:: Selected excerpt
# Carved On A Natural Fork Oak "Tatanka"



## Chepo69 (May 1, 2010)

Hello friends slingshots!

Who could forget such a great movie of Kevin Costner, "Dances With Wolves" of that movie came out the name of this slingshot, "Tatanka" because their forms are very similar to an American Bison, Lomo pronounced, horns short and strong. and wasp waist.

It is carved on the oak natural fork, robust fork allowed me to give this way. finished with linseed oil and beeswax. theraband gold provided. splendidly comfortable.

Here the photos ...


----------



## Elmar (Apr 27, 2011)

I like it, nice shape


----------



## Aras (Apr 2, 2011)

Wow, Master Chepo. I have to say it really inspires me to make more and more naturals!


----------



## Charles (Aug 26, 2010)

Another work of art. What do you do with all these beauties?

Cheers ...... Charles


----------



## mckee (Oct 28, 2010)

Fantastic looking fork chepo you are great at carving


----------



## Wingshooter (Dec 24, 2009)

Really nice. love the shape.


----------



## Chepo69 (May 1, 2010)

Thanks guys!

Thanks Elmar.

Aras and McKee: It is always nice for me to read your comments, I like to fill the view young people,

Charles: I really enjoy them and use them too, I know no more enjoyable.


----------



## Chepo69 (May 1, 2010)

Thanks WingShoother.

I honor your comment


----------



## strikewzen (Jun 18, 2010)
::::
:: Supplied entries
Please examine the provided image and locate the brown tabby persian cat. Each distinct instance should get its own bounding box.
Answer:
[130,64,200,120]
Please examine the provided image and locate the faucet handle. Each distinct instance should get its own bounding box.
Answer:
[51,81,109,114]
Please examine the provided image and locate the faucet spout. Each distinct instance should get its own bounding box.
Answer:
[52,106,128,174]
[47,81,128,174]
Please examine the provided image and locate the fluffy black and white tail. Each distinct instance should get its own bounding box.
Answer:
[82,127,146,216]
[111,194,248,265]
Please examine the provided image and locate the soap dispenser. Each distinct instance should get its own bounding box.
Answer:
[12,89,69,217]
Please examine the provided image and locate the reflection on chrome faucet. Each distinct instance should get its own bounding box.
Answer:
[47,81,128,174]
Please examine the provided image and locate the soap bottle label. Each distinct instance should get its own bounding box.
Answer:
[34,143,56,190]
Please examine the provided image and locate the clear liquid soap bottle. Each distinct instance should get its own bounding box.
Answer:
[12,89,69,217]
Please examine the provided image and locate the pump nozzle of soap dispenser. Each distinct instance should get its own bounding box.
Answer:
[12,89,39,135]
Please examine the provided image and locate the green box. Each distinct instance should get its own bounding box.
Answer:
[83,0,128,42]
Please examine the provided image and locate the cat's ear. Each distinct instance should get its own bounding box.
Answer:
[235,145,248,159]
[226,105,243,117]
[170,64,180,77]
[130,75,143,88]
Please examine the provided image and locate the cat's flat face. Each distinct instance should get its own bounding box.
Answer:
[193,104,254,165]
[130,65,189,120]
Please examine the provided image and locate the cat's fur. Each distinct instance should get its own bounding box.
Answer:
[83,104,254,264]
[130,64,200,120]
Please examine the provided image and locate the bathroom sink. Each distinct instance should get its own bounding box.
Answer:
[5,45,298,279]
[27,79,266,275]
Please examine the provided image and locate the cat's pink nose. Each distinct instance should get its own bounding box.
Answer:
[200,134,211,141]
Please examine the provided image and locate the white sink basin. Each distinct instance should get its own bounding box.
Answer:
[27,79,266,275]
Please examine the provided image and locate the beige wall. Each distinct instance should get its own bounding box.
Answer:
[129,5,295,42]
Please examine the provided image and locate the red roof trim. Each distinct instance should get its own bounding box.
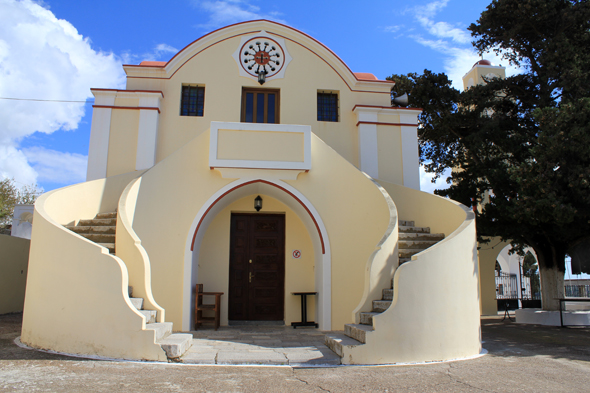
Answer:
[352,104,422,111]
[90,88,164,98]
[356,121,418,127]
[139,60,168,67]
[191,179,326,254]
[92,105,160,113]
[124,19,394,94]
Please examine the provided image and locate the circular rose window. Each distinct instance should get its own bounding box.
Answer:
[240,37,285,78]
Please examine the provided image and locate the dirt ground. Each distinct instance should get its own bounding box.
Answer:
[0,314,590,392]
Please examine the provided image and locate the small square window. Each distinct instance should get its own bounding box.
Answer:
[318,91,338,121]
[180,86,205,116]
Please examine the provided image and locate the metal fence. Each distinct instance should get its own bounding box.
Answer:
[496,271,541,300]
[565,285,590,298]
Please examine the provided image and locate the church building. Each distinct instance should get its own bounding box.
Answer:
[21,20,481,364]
::::
:: Supplied entries
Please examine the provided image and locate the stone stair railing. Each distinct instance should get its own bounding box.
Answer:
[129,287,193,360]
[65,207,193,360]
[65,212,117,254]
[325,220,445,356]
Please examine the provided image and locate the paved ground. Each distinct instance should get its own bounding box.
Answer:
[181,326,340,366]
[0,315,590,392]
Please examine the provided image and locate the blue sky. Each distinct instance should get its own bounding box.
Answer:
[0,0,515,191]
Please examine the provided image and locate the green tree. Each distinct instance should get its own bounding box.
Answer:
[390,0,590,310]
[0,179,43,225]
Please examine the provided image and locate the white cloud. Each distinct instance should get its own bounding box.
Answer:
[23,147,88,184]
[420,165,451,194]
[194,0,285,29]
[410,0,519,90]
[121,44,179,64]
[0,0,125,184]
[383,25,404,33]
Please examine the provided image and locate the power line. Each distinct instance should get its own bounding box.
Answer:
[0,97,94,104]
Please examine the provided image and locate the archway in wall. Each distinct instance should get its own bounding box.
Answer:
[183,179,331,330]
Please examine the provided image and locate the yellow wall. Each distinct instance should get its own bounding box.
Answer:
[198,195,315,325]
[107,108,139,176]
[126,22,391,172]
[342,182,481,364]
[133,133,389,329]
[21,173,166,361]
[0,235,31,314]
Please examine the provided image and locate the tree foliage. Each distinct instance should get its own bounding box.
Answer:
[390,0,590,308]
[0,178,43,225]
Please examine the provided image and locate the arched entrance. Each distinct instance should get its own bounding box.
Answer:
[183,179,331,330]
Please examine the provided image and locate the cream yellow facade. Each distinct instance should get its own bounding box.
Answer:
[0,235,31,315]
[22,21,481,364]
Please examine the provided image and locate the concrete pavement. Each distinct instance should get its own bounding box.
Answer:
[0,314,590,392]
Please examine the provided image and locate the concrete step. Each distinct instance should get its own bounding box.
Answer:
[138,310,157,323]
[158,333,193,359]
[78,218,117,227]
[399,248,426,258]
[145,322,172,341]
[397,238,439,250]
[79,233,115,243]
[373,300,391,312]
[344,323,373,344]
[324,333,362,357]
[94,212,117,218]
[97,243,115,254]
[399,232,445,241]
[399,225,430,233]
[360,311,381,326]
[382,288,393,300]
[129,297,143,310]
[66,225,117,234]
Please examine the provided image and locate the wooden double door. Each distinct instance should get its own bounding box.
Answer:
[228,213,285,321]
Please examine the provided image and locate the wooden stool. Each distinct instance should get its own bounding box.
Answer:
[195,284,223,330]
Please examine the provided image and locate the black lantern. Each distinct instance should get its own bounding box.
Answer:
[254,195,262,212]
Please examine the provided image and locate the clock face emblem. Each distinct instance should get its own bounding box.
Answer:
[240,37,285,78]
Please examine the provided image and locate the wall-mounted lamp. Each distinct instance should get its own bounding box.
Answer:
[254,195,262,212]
::::
> Aim 1
Can you give the passage of the carved oak slingshot thread starting at "Aras and McKee: It" and ending at "no more enjoyable.", replacing "comments" with "words"?
> Aim 2
Could you carry on the forum thread about the carved oak slingshot from the point where it stops?

> Task result 1
Aras and McKee: It is always nice for me to read your words, I like to fill the view young people,

Charles: I really enjoy them and use them too, I know no more enjoyable.

> Task result 2
Me encanta cómo se tallan cada una honda un poco diferente de la otra, la búsqueda de armonía entre la naturaleza y los deseos artificiales

la curvatura simplemente fluye y el moho en tu mano ergonómico

de un fan fiel al verdadero artista, gracias por traer la belleza en este deporte, el maestro

-google traduce


----------



## orcrender (Sep 11, 2010)

You always make great looking slingshots.


----------



## Dayhiker (Mar 13, 2010)

That one is extra nice even for you, Maestro!


----------



## Chepo69 (May 1, 2010)

Strikewzen thanks for your comment in Spanish. is very significant for me, and see how much value my work makes me feel so good!

Ocrender thanks for your comment.

DayHiker muchas gracias.


----------



## Bob Fionda (Apr 6, 2011)

Great one Chepo, I love it. The wood is wonderful and the shape shows your personal style. Good work mate.


----------



## Rapier (May 28, 2011)

Fabo Chepo, you do the nicest naturals. love 'em. Can you tell me about the band attachment please? Is it a wax cotton you use or??? Looks very neat


----------



## Aras (Apr 2, 2011)

I have a question here! Do you use only linseed oil for that kind of shining? Or you use beeswax polish too?


----------



## Chepo69 (May 1, 2010)

Bob Fionda said:


> I have a question here! Do you use only linseed oil for that kind of shining? Or you use beeswax polish too?


Aras: The treatment is a bath of linseed oil and after draining and polished wood (I doup to 2500 grits) applied the cream (A homemade mixture that I shared my carnal Chaneke-Josh -composed of beeswax, turpentine and linseed oil-) preferably warm to penetrate better, then polish with a cloth is clean cotton. and polishing until it is fully integrated. or There are commercial wax wood very good I think you might try one that you're saferange


----------



## alfshooter (May 11, 2011)

My Mai, you're great.


----------



## Aras (Apr 2, 2011)

Thanks Chepo ! I have made some cream out of beeswax myself, just without the linseed oil. Going to polish some natural wood. 
Aras


----------



## Chepo69 (May 1, 2010)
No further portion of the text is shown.